=== YOUR ASSIGNMENT ===
Below are some records. Return exactly the lines from the one containing "Target: bucket teeth" through the one containing "Task: place a pin on each instance of the yellow backhoe", both included, and only those.

=== DATA SHOWN ===
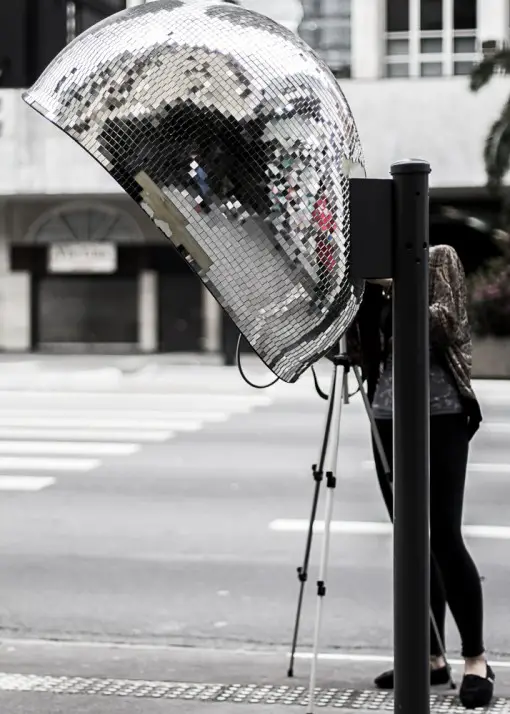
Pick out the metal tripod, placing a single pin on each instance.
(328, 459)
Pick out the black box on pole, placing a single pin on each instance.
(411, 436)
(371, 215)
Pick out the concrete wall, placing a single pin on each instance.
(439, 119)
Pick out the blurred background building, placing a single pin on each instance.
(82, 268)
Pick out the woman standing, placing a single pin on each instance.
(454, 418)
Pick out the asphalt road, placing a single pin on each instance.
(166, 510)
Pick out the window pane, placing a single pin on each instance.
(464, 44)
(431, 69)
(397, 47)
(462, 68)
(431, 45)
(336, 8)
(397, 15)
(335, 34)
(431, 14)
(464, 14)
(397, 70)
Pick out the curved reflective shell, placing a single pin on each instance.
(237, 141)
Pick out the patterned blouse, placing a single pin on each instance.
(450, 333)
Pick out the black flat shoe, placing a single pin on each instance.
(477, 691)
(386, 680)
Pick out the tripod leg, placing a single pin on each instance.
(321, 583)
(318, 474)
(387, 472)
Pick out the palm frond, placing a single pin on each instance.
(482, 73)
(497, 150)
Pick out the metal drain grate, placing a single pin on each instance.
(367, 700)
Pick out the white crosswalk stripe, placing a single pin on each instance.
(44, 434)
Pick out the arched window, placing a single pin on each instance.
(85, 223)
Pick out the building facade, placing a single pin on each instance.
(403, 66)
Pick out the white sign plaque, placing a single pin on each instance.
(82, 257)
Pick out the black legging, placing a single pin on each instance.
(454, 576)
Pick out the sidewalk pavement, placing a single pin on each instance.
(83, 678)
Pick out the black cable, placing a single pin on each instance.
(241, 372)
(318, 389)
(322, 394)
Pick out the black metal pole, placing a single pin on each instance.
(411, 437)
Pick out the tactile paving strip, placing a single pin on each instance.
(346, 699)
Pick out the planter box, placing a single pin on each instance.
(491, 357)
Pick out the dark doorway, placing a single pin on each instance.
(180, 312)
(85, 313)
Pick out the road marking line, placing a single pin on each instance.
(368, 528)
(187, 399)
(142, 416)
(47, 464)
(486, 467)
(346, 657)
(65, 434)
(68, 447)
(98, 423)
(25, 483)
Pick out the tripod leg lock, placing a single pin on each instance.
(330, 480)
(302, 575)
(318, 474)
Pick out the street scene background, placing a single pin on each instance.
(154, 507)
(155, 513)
...
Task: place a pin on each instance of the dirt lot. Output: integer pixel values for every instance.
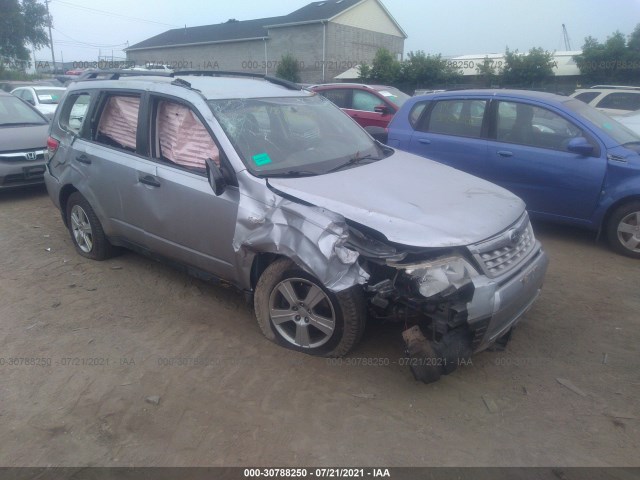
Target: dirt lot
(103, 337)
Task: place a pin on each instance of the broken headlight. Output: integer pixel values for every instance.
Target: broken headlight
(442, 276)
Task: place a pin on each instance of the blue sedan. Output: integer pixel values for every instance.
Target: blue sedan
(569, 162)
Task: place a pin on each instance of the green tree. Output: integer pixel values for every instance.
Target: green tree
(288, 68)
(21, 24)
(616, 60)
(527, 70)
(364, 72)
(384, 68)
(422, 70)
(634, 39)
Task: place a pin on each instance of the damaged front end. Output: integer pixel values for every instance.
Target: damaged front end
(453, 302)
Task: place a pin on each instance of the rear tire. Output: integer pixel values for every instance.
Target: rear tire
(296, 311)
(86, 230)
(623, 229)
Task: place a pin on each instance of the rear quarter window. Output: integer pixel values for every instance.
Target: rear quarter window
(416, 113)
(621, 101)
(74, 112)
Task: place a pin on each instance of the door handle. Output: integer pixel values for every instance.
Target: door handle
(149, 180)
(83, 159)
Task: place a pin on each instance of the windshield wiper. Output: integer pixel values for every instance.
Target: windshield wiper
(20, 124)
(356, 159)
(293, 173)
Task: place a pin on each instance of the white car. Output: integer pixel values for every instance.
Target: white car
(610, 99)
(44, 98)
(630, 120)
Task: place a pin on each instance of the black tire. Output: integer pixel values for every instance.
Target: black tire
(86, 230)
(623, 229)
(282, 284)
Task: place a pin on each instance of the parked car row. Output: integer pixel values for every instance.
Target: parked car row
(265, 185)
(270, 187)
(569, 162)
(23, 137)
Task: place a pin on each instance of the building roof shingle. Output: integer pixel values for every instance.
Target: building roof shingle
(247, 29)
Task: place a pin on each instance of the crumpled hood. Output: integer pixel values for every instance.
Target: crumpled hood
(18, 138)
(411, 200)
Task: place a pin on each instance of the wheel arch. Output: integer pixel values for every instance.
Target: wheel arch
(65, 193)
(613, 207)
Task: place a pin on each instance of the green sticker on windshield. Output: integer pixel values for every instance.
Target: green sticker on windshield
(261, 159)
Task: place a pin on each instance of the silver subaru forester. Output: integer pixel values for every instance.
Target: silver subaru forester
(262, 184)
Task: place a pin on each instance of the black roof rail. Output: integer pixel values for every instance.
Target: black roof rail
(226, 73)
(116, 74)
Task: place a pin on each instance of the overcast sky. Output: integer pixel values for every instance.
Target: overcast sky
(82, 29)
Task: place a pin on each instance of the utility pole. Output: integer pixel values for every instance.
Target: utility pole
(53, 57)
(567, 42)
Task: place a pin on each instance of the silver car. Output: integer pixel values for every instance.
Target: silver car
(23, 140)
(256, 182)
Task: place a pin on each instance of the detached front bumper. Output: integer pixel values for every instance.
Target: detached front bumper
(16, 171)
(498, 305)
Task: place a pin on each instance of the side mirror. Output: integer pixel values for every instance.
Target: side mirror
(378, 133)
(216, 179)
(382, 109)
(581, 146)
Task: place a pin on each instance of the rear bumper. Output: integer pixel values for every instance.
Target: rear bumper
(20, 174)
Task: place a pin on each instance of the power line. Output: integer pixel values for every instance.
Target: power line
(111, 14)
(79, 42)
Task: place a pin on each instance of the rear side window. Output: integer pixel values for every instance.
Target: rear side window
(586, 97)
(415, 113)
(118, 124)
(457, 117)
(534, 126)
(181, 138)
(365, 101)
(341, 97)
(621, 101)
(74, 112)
...
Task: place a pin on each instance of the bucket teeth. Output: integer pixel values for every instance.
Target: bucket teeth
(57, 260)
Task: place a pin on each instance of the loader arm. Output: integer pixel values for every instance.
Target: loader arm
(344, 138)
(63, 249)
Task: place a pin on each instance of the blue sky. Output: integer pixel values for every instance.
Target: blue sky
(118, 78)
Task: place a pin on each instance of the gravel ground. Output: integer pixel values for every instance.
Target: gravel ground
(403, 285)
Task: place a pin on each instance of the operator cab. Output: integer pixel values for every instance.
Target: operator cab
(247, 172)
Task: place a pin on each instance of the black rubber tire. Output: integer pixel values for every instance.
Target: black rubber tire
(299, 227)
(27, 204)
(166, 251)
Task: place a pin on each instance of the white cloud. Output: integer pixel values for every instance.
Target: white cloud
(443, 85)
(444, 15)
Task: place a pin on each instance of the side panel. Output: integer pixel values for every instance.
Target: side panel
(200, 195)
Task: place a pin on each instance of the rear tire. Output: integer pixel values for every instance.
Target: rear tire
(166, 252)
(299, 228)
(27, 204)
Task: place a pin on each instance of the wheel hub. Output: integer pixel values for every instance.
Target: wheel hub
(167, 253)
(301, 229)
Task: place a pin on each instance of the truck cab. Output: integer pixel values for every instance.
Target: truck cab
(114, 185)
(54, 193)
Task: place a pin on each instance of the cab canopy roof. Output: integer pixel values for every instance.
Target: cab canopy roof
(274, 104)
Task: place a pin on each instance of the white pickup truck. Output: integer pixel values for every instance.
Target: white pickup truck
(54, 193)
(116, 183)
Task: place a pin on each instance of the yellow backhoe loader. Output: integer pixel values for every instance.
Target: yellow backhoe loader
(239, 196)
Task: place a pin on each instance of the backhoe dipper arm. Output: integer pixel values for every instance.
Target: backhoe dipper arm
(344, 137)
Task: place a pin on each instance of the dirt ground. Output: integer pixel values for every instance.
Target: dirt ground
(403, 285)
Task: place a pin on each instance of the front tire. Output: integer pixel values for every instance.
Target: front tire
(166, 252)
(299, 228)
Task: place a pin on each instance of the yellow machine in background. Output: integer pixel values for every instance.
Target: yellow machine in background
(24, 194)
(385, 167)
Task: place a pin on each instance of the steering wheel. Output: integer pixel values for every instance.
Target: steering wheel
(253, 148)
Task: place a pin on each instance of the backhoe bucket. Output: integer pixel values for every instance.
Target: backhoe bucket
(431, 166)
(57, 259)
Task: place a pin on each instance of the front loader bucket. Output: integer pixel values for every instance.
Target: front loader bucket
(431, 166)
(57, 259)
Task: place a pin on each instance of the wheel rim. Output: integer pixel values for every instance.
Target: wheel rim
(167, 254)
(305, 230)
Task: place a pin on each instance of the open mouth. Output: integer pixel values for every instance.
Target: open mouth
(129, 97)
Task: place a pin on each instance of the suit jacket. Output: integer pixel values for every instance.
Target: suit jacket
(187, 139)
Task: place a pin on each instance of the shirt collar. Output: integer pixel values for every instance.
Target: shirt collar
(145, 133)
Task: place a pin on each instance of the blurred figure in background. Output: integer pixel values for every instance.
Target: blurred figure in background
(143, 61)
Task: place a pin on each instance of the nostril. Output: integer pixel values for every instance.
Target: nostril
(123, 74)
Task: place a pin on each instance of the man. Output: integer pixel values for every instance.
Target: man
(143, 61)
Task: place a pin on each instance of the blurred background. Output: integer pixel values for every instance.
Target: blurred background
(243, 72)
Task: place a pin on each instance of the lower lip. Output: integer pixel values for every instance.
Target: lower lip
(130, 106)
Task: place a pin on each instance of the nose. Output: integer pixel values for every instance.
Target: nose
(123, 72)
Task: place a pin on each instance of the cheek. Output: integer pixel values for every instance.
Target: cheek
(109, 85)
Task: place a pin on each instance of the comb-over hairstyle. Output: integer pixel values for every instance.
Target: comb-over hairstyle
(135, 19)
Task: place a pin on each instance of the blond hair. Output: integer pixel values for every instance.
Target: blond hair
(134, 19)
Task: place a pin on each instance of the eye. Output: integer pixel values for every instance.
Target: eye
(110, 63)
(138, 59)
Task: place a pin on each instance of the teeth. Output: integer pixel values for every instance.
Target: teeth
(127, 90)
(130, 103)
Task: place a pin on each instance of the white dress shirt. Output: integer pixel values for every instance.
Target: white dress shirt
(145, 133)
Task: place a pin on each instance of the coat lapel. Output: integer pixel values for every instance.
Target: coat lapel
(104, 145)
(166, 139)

=== OUTPUT FOR THIS EXERCISE ===
Target: bucket teeth
(57, 260)
Task: place a pin on each instance of the loader arm. Output: integer pixel values for every instance.
Target: loader arm
(344, 138)
(63, 249)
Task: place a pin on each instance of the blue sky. Output: integer pixel values for every instance.
Target: blue sky
(118, 78)
Task: place a pin on each instance of the gravel ground. Output: integer pixel values for every instance.
Target: gravel ground
(403, 285)
Task: place a pin on each instance of the operator cab. Output: integer pixel values for every instance.
Target: operator cab
(247, 172)
Task: place a pin on each instance of the black rubber tire. Output: integer pixel values for every instance.
Target: black rubber tire
(299, 227)
(27, 204)
(166, 251)
Task: place a pin on each instance of the white cloud. Output: integer pixel values for every instance.
Target: white cloud
(443, 85)
(444, 15)
Task: place a pin on each instance of the side panel. Output: integer pixel values for every instance.
Target: side panel
(200, 195)
Task: place a pin on each instance of the rear tire. Output: integer pixel values for every instance.
Target: rear tire
(166, 252)
(299, 228)
(27, 204)
Task: place a pin on each instance of the wheel hub. Output: integer pixel values for every instance.
Target: wheel hub
(167, 253)
(301, 229)
Task: place a pin on each instance of the truck cab. Output: integer pixel values for every instance.
Target: truck cab
(114, 185)
(54, 193)
Task: place a pin on each instance of the cab canopy roof. Output: integer pixel values for every instance.
Target: cab canopy roof
(274, 104)
Task: place a pin on each instance of the white pickup truck. Output: integer pixel values for every instance.
Target: white pickup truck
(54, 193)
(116, 183)
Task: place a pin on each instance of the yellow backhoe loader. Output: integer pixel values for every instance.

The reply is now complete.